### Stored data

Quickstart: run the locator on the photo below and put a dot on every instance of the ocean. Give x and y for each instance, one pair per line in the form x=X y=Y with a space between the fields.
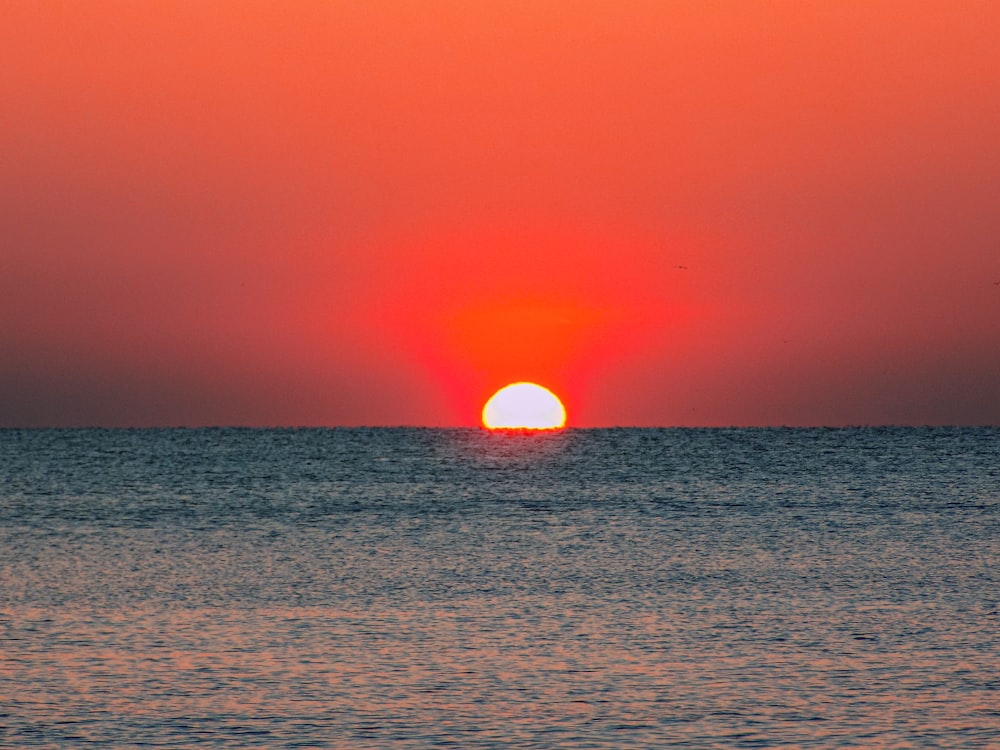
x=456 y=588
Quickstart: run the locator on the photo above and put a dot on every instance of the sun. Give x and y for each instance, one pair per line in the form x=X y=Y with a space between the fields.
x=525 y=406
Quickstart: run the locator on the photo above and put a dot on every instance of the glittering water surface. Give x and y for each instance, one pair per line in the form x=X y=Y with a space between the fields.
x=455 y=588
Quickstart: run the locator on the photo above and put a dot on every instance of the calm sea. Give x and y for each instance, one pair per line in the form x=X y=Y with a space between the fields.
x=424 y=588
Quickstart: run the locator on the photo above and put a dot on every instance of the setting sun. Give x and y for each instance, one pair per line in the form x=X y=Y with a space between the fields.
x=524 y=406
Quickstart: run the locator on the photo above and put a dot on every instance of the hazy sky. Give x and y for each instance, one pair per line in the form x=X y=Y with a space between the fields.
x=378 y=212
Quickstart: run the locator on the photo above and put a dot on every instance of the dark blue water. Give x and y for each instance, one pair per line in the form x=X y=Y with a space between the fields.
x=412 y=588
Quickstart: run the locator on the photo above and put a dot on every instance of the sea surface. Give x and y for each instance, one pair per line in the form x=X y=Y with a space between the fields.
x=432 y=588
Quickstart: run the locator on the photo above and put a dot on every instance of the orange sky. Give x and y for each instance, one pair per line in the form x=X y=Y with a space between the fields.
x=343 y=213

######

■ **Exercise details**: Every line from the one containing "of the sun." through the last line of the entries must be written out verbatim, and no other line.

■ **Complete answer**:
Quickstart: run the locator on the photo above and put a dot on every instance of the sun. Give x and y for each instance, one pair per line in the form x=X y=Y with a space between the fields.
x=525 y=406
Quickstart: run the locator on the photo above and put a dot on every instance of the glittering water surface. Give x and y for each instance, one pair per line in the form x=X y=Y with a space between the fields.
x=455 y=588
Quickstart: run the locator on the photo above and put a dot on every instance of the calm sea. Give x and y for each instance, one pair per line in the form x=X y=Y with a space between the fields.
x=424 y=588
Quickstart: run the locator on the photo above and put a dot on every instance of the setting sun. Give x and y for each instance, one pair per line in the form x=X y=Y with a space between the fields.
x=524 y=406
Quickstart: run the locator on the photo above and put a dot on every instance of the hazy sky. Give x and y for each instance, one pair per line in the form x=X y=Y with a space between the fields.
x=378 y=212
Quickstart: run the locator on the photo above and put a dot on every instance of the dark blue water. Give x and y for each instance, one pair per line in the form x=X y=Y with a space between the fields.
x=412 y=588
Quickstart: run the locator on the photo above and put a dot on every instance of the sea surface. Give x and y for each instance, one pair per line in the form x=X y=Y with a space between the fields.
x=432 y=588
Quickstart: run the locator on the photo above and put a dot on every instance of the orange sky. Give x and y for each instance, one pair per line in the form x=X y=Y with a space between the fields.
x=343 y=213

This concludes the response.